*Exercise aim*
Once you have read the records, write them out again exactly.

++++ Available data

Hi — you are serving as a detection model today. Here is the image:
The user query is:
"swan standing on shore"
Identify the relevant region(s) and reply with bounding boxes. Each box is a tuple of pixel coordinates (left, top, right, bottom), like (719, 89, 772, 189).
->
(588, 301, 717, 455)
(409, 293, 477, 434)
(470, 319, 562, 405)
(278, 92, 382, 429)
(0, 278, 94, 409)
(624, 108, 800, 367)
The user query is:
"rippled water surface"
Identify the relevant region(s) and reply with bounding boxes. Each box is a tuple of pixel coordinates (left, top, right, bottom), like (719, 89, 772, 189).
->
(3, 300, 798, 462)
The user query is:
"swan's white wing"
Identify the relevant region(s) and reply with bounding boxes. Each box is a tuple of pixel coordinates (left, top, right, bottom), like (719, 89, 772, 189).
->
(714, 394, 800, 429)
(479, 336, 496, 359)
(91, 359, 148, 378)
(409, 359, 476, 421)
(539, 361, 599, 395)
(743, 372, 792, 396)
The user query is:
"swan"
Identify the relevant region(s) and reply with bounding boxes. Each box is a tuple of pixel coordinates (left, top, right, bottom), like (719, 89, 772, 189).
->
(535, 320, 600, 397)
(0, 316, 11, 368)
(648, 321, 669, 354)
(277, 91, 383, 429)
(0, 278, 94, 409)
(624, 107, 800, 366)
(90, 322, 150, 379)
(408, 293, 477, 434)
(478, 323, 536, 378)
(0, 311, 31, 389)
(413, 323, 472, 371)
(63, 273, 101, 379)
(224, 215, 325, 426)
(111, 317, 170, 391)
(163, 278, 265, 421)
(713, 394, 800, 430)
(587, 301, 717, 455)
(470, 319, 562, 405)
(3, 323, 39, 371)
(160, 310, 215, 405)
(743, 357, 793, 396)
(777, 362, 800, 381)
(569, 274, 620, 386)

++++++++

*Reply to the task*
Hi — you are serving as a detection model today. Here is the image:
The user query is:
"swan standing on shore"
Identify the relevant region(s) and reply with bounding boxes. Each box is a tuple of pixel coordinates (left, top, right, bottom), like (719, 89, 772, 189).
->
(588, 301, 717, 455)
(409, 293, 477, 434)
(470, 319, 562, 405)
(278, 92, 382, 429)
(0, 278, 94, 409)
(624, 108, 800, 367)
The user query is:
"rippled water surface"
Identify the relevant region(s) and reply with bounding boxes. Each box is a tuple of pixel coordinates (left, top, right, bottom), like (719, 89, 772, 189).
->
(3, 300, 798, 462)
The user query is:
"swan's white wing"
Identify the relevant region(s) and reply with bounding boxes. Each box is a tuple of pixel coordinates (left, top, right, bottom), like (719, 89, 772, 189).
->
(714, 394, 800, 429)
(479, 336, 496, 359)
(91, 359, 148, 378)
(409, 359, 476, 421)
(539, 361, 599, 395)
(743, 372, 792, 396)
The user query is:
"swan"
Identify the relevant region(s) and reply with bounding boxes. Each box is a tuple of pixel coordinates (left, top, right, bottom), like (719, 89, 772, 189).
->
(535, 320, 600, 397)
(0, 316, 11, 368)
(648, 321, 669, 354)
(277, 91, 383, 429)
(0, 278, 94, 409)
(624, 107, 800, 366)
(90, 322, 150, 379)
(408, 293, 477, 434)
(478, 323, 536, 378)
(0, 311, 31, 389)
(413, 323, 472, 371)
(63, 273, 101, 379)
(224, 215, 325, 426)
(111, 317, 170, 391)
(163, 278, 265, 421)
(713, 394, 800, 430)
(587, 301, 717, 455)
(470, 319, 562, 405)
(3, 323, 39, 371)
(160, 310, 215, 405)
(743, 357, 793, 396)
(777, 362, 800, 381)
(569, 274, 620, 386)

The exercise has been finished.